Réalisée grâce à de nombreux prêts de collections publiques et privées tant européennes qu'américaines, "Giverny impressionniste" relate la production picturale de ces artistes qui, si elle fût fortement inspirée par Monet, s'en est largement écartée notamment au plan conceptuel. Dans les trois superbes salles d’exposition aux niveaux décalés, les toiles sont préentées dans une scénographie agréable et sereine, sur des cimaises peintes aux couleurs chères aux impressionnistes, le jaune et le violet.
Est retracée l’évolution chronologique, stylistique et thématique des œuvres des artistes de la colonie qui seront qualifiés de "luministes" lors de leur exposition commune à New York en 1910.
A mi-parcours, afin d'éclairer l'exposition, une petite salle regroupe des documents d'archives.
Elle comporte, quelques exemplaires du journal illustré élaboré au sein de la colonie, "Le courrier innocent", ainsi que des photos.
Celles de Théodore Robinson, qui lui servaient de modèles pour ses tableaux, et les albums photos de la famille Baudy qui ouvre en 1887 le fameux Hôtel Baudy qui deviendra le quartier général des artistes.
Du réalisme à l'impressionnisme
La colonie de Giverny prend naissance en pleine vogue du pleinairisme. Le peintre quitte l'atelier pour la campagne et troque le style académique pour un langage plastique fondé sur les simplifications extrêmes, les couleurs intenses et la lumière naturelle.
Les vraies valeurs terriennes éloignées, pour un temps encore, d'un monde en pleine révolution industrielle, attirent les artistes comme retour aux sources du beau et du vrai.

# # # #

## À faire
1. Selon le texte sur Giverny, sur quoi repose le langage plastique adopté par le peintre qui quitte l'atelier ? Citez-les tous.
2. D'après le texte sur Giverny, en quelle année la famille Baudy ouvre-t-elle son hôtel ?
3. Prolongez le texte sur Giverny après sa dernière phrase.

(Entrées avec boîtes englobantes)
# # # #

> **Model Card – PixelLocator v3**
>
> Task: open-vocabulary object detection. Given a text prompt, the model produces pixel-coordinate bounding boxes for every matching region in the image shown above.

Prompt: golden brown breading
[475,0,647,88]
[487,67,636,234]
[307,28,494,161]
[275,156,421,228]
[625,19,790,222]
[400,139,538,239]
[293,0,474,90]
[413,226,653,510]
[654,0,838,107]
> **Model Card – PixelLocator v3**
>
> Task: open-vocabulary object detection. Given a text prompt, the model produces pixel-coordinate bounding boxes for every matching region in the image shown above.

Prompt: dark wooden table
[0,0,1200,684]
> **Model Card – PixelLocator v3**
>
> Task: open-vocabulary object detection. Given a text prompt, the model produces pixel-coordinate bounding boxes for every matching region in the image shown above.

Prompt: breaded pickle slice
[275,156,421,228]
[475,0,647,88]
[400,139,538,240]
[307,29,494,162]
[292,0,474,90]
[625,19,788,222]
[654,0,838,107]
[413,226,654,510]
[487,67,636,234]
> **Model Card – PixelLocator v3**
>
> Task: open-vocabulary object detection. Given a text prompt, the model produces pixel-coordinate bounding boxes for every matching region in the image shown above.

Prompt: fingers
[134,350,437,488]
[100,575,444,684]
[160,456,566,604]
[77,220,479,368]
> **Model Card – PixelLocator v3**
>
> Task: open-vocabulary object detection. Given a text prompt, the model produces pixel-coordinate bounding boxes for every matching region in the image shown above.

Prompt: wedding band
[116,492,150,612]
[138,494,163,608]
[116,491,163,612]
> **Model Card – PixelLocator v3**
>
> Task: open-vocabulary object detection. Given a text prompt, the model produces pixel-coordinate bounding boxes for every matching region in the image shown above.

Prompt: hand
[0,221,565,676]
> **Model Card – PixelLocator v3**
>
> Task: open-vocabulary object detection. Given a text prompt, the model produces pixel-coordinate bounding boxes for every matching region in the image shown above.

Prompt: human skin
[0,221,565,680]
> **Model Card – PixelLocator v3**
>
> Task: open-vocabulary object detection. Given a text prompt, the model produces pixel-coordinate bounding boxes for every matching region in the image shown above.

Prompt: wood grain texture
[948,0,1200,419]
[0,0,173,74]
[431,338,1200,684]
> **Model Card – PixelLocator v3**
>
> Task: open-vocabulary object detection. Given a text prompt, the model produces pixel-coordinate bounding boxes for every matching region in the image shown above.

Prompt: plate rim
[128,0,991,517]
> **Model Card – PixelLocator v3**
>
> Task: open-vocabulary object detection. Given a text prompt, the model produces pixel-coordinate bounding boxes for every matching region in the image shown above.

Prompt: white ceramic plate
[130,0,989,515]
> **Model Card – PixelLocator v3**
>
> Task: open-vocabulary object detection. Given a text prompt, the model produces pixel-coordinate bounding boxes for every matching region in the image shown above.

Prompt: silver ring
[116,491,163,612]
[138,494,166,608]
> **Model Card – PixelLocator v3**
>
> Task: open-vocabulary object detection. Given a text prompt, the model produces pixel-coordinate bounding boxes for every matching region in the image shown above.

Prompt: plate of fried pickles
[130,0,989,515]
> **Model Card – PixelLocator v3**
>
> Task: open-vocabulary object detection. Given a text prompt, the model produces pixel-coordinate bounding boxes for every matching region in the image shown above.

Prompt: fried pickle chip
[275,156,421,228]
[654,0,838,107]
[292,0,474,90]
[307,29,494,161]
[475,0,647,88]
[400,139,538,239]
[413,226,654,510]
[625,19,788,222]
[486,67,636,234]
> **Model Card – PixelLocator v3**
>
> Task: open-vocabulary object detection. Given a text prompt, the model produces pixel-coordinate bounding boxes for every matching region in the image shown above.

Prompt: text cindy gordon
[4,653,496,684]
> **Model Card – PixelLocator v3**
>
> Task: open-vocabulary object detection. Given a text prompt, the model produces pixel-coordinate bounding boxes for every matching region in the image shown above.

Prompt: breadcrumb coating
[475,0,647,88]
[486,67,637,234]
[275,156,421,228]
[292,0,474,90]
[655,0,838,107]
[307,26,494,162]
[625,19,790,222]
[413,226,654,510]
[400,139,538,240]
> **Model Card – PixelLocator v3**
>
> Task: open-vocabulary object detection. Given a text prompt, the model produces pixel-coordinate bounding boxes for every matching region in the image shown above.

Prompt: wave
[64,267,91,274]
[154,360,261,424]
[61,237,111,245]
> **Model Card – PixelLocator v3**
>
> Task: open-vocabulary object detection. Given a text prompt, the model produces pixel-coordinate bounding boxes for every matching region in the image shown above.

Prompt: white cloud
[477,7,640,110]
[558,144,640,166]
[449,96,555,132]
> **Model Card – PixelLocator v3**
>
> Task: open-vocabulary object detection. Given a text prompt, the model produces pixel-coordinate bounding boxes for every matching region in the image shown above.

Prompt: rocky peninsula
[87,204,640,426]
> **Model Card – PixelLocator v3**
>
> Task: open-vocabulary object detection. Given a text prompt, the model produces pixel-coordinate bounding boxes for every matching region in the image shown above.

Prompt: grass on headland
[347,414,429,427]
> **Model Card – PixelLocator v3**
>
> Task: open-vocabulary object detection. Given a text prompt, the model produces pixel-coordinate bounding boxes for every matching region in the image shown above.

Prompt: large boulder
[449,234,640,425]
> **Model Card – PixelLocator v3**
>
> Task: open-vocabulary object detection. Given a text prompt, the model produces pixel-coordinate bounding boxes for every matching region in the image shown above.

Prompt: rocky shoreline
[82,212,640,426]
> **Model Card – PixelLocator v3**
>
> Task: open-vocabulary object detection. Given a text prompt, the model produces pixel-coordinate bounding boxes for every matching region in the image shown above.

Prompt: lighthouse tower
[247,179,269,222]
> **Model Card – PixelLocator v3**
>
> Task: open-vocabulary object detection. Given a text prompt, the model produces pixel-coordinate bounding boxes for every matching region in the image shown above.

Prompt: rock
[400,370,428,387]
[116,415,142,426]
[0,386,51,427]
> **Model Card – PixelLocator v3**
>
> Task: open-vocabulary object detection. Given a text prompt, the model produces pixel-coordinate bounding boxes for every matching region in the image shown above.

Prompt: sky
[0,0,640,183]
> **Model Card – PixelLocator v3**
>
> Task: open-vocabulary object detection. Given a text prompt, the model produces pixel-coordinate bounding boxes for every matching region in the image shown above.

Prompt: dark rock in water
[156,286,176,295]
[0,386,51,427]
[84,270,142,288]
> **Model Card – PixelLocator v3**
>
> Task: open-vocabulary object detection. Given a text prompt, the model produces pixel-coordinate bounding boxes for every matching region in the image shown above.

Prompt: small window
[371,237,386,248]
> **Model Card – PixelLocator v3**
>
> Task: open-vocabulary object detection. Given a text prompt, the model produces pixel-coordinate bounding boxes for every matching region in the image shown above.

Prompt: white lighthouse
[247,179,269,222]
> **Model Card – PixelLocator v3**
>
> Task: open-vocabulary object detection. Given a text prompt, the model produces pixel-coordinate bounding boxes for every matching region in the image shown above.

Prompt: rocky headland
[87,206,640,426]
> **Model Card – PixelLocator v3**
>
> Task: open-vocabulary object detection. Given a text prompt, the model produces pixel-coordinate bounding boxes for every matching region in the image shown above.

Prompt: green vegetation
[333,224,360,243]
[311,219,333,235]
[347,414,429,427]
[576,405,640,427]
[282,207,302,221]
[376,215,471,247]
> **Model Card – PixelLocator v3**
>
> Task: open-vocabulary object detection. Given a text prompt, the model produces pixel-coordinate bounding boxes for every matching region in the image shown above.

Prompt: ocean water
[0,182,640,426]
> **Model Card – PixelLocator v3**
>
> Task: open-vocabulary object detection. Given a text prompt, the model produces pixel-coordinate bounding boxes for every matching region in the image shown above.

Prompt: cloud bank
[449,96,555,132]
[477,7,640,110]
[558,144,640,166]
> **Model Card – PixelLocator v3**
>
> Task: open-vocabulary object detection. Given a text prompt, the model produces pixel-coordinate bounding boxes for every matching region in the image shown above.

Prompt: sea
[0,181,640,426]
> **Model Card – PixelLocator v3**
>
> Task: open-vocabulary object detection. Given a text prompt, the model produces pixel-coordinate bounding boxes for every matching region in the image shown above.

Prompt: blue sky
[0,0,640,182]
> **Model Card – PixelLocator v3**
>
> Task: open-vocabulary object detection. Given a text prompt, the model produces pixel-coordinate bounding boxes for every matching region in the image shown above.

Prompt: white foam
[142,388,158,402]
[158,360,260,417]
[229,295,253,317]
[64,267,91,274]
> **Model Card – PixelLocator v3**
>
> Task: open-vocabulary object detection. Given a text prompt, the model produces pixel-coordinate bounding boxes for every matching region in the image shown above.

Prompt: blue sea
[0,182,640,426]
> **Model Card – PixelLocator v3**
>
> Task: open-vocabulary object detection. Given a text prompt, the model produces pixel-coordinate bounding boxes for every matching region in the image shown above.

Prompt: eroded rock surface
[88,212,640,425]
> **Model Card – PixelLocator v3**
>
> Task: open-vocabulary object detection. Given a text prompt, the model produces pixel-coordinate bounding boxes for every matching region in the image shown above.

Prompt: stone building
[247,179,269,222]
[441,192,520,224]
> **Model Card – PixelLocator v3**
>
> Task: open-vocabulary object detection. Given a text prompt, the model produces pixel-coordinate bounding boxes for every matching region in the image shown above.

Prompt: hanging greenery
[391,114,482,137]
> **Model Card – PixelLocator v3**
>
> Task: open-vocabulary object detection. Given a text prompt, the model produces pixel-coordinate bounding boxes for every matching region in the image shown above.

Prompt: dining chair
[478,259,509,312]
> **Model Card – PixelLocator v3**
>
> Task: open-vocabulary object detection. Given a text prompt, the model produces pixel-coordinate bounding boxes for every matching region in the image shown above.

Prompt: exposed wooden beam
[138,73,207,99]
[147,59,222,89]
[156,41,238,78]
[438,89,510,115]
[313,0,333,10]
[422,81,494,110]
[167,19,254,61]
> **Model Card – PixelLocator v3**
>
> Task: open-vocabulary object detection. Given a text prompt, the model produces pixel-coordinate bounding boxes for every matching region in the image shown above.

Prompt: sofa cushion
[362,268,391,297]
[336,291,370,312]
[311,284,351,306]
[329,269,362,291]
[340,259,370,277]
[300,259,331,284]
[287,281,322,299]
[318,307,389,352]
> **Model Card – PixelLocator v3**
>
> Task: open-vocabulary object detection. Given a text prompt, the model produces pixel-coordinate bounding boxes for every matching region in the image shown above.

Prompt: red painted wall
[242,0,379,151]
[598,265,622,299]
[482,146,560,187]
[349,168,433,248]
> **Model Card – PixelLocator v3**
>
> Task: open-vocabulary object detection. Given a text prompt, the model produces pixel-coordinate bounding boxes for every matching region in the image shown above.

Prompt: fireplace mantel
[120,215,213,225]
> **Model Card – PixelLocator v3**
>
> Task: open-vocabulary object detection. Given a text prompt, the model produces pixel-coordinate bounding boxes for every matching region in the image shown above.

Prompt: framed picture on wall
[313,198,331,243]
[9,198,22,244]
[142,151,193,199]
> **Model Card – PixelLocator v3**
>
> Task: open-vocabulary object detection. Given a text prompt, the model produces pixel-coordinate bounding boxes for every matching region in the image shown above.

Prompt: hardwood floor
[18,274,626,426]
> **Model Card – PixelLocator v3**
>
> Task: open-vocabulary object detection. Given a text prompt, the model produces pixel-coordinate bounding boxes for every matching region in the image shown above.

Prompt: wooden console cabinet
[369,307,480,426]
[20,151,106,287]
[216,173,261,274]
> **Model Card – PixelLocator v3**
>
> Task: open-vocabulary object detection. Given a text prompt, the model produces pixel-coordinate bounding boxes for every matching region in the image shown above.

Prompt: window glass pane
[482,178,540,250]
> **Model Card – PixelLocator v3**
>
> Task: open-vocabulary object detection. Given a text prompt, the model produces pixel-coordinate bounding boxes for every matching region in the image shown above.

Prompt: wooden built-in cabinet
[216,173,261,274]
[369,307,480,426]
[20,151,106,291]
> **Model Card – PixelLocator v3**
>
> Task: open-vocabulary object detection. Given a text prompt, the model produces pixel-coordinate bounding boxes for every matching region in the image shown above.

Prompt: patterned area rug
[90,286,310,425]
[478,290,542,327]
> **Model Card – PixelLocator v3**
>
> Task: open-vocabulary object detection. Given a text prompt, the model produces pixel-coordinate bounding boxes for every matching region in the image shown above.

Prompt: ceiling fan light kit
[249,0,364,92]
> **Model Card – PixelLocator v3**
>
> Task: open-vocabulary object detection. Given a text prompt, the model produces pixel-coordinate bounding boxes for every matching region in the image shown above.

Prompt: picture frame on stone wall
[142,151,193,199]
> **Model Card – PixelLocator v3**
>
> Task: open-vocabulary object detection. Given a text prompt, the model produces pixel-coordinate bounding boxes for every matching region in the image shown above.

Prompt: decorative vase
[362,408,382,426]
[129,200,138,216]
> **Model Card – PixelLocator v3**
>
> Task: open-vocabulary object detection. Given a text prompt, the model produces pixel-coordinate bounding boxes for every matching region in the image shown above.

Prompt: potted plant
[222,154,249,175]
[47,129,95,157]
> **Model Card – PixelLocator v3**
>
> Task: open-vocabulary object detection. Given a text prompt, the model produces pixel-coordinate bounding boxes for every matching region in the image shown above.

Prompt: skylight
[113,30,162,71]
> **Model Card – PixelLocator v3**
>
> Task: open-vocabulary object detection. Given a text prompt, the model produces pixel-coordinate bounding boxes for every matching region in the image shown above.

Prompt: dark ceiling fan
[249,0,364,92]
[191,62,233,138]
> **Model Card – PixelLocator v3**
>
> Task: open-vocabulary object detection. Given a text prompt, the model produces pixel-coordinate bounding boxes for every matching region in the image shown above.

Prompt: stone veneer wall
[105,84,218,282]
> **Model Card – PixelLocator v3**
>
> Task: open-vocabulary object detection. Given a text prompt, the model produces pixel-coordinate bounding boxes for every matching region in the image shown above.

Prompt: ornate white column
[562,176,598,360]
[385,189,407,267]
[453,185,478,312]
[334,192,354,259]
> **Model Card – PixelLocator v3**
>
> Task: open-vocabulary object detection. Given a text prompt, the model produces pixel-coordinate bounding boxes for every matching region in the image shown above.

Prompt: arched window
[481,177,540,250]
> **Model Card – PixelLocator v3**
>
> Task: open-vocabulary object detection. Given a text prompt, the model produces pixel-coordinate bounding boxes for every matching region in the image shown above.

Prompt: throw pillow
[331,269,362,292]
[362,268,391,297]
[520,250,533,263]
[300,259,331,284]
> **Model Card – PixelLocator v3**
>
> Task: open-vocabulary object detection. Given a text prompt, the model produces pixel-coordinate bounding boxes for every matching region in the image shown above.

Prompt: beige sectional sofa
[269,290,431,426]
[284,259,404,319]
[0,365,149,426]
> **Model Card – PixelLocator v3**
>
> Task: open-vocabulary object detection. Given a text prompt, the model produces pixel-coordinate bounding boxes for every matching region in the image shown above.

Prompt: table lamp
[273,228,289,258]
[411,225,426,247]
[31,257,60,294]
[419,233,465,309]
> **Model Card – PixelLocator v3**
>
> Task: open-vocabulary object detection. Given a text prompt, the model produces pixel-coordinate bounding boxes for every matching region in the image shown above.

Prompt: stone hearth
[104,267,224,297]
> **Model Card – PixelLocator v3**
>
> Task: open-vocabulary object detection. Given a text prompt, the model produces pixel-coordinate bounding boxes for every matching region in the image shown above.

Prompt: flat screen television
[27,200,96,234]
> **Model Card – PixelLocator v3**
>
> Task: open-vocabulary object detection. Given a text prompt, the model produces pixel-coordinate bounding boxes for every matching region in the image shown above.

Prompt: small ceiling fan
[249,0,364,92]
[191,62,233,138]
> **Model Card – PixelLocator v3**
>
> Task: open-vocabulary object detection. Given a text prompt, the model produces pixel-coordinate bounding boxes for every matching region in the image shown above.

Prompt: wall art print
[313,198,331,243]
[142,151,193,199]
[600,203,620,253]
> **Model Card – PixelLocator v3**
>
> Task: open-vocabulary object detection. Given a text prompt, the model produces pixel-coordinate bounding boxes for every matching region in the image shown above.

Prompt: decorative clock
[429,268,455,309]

# # # #

## Réponses attendues
1. Les simplifications extrêmes, les couleurs intenses et la lumière naturelle.

2. En 1887.

3.
L'instinct grégaire de ces artistes, qui partagent la même sensibilité picturale, les amène à peindre de concert devant les mêmes paysages.
Peu à peu, sous l'influence de l'impressionnisme, la palette se modifie par l'utilisation de tons plus clairs dont la division et l'épaisseur remplaceront le trait.
Ils privilégient les jeux de lumière et les effets d'atmosphère et travaillent sur des thèmes comme les champs (William Blair Bruce, Theodore Robinson et Theodore Wendel), les meules de foin de John Leslie Breck, les peupliers, les sentiers ou les arbres en fleurs avec les cerisiers de Théodore Robinson.
De la représentation à l'idéalisation
Un critique avait écrit avec une ironie non dénuée d'une certaine véracité "les pleinaristes dont les lunettes sont peintes en vert laitue et les impressionnistes qui voient tout en violet".
S'ils retiennent les principes picturaux de Monet, notamment le paysage traité comme une enveloppe colorée et la ligne d'horizon haute, la conception des peintres de Giverny diffère de celle du maître qui prône la fidélité au motif et l'observation sincère de la nature.
En effet, ils ne procèdent pas à la transcription de la réalité mais procèdent par idéalisation de la nature qui peut aller jusqu’au paysage imaginaire comme les vues de sous bois alors qu’il n’y a pas de forêts environnantes.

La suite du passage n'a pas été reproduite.